▸ DOCUMENT EXCERPT
— start —
# Derive Velocity Equation

dagr8est
Given a(t) = -Cv^2(t) where C is a constant, express v(t) and x(t) as explicit functions of time t. Assume v(0) = v0

So I tried integrating both sides of the equation to get:
v(t)+C' = -C integral v^2(t) dt

but then I how am I supposed to integrate v^2(t) dt...

Also, I thought I could do it another way:

velocity
a(t) = -Cv^2(t)
v(t)/t = -Cv^2(t)
-1/(Ct) = v(t)

distance
-1/(Ct) = v(t)
-1/(Ct) = x(t)/t
-1/C = x(t)

Well the distance can't be constant so I guess that doesn't work either. I don't even know why this 2nd method doesn't work... It looks fine to me. Any help would be appreciated.

Mentor
You are correct in using integration to go from a(t) to an expression for v(t).

Are you just asking how to do the indefinite integral $$\int v^2 (t) dt$$ ?

dagr8est
Yeah, I don't get how to integrate that. Wouldn't it be something like v^3(t)/(3a(t)) but where does the a(t) come from? It's not a constant so you just can't add it in right?

tim_lou
what??
notice that:
$$a=\frac{dv}{dt}=-Cv^2$$
how can you solve this differential equation?

hint: separation of variable!
— end —
▸ AIM
Reproduce word for word the part of the velocity-equation thread above that runs from "Well the distance" to "expression for v(t).".

▸ GIVEN DATA
— start —
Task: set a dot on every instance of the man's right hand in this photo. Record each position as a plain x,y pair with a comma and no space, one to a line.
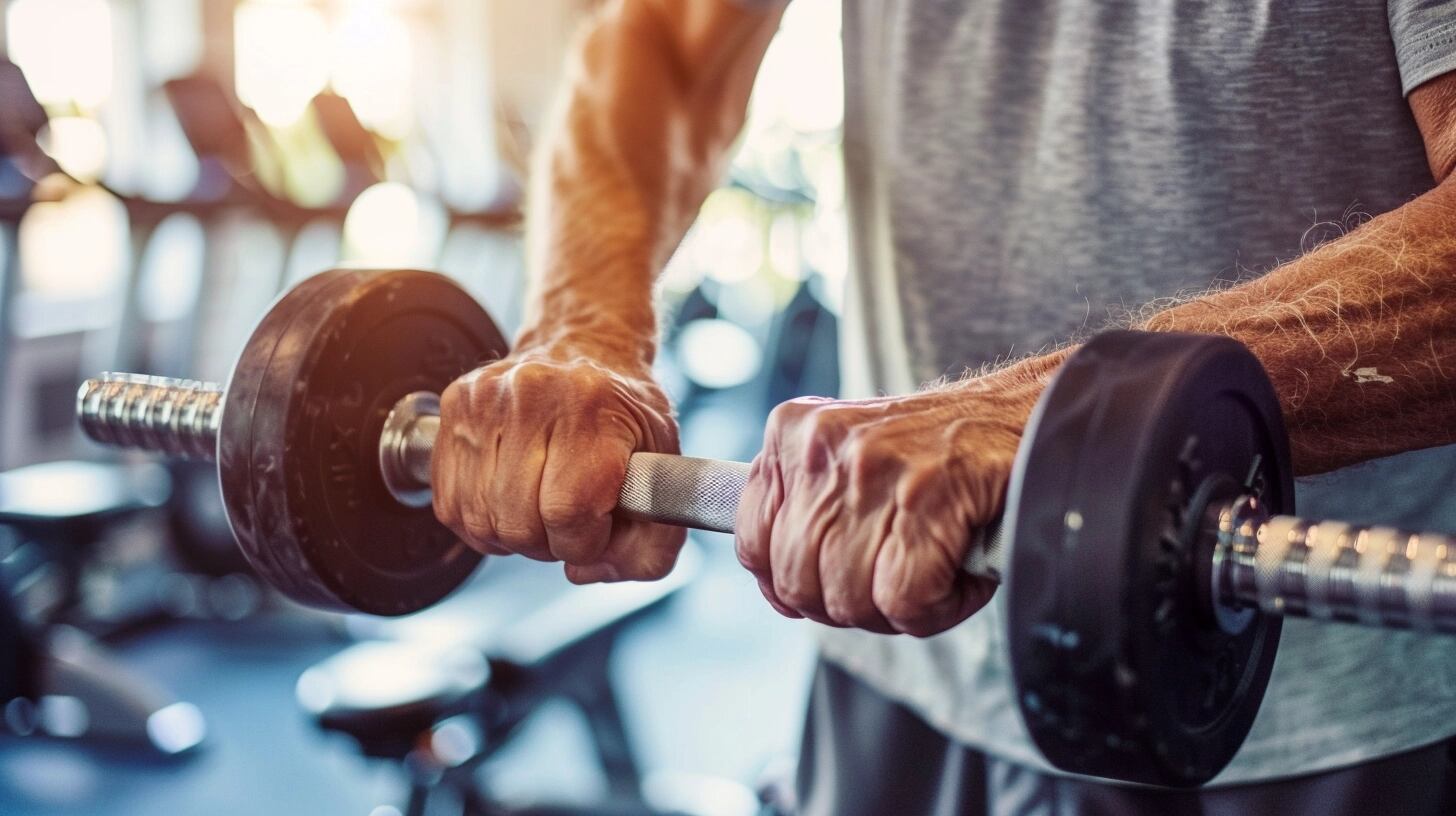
— end —
▸ TASK OUTPUT
Well the distance can't be constant so I guess that doesn't work either. I don't even know why this 2nd method doesn't work... It looks fine to me. Any help would be appreciated.

Mentor
You are correct in using integration to go from a(t) to an expression for v(t).